_ABOUT THIS TASK_
Examine the material below. Gather every line in which the string "sheer" appears.

_DATA RECORDS_
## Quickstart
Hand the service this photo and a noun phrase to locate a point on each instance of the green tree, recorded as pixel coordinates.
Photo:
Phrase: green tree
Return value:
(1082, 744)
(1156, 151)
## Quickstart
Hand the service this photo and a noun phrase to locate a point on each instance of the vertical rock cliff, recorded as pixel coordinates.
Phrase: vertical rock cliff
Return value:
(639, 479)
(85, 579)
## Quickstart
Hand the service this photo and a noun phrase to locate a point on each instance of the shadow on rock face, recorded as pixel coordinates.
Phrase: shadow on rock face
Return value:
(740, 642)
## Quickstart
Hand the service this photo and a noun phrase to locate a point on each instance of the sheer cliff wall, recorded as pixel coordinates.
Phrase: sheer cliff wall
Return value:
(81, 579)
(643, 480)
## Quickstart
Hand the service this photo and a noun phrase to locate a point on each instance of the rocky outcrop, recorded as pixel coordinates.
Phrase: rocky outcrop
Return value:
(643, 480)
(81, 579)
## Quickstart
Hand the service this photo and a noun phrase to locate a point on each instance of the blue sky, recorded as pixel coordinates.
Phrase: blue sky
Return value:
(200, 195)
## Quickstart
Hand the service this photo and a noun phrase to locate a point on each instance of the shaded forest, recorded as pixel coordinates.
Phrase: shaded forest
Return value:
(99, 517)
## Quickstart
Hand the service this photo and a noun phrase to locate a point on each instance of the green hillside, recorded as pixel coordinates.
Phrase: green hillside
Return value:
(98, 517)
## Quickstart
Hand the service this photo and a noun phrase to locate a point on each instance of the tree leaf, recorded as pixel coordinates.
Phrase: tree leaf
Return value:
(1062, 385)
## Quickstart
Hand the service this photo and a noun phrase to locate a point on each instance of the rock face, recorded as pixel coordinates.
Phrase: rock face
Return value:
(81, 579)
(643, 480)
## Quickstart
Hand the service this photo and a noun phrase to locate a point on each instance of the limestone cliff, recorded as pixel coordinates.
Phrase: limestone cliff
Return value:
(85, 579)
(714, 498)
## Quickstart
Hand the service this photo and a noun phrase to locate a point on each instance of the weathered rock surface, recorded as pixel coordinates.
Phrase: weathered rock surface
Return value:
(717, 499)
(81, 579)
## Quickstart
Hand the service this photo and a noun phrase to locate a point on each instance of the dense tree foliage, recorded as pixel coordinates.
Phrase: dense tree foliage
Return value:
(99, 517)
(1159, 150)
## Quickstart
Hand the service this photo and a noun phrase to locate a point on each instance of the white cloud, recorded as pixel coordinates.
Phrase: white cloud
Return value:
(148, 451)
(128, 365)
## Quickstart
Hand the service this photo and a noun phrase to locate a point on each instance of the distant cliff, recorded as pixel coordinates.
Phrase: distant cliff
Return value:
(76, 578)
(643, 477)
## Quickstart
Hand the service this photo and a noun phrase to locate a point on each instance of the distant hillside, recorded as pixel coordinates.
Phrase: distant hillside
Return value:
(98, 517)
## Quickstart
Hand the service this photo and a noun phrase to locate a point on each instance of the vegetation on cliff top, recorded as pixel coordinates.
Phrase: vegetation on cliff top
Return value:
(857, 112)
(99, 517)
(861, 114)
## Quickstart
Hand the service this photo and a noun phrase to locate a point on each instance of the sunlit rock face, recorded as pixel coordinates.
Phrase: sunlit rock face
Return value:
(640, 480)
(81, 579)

_WRITTEN RESPONSE_
Hand the service this photo and a noun phrase to locate a point on each instance of the sheer cliff wall, recorded as pixel coordinates.
Phrase: sheer cliff wall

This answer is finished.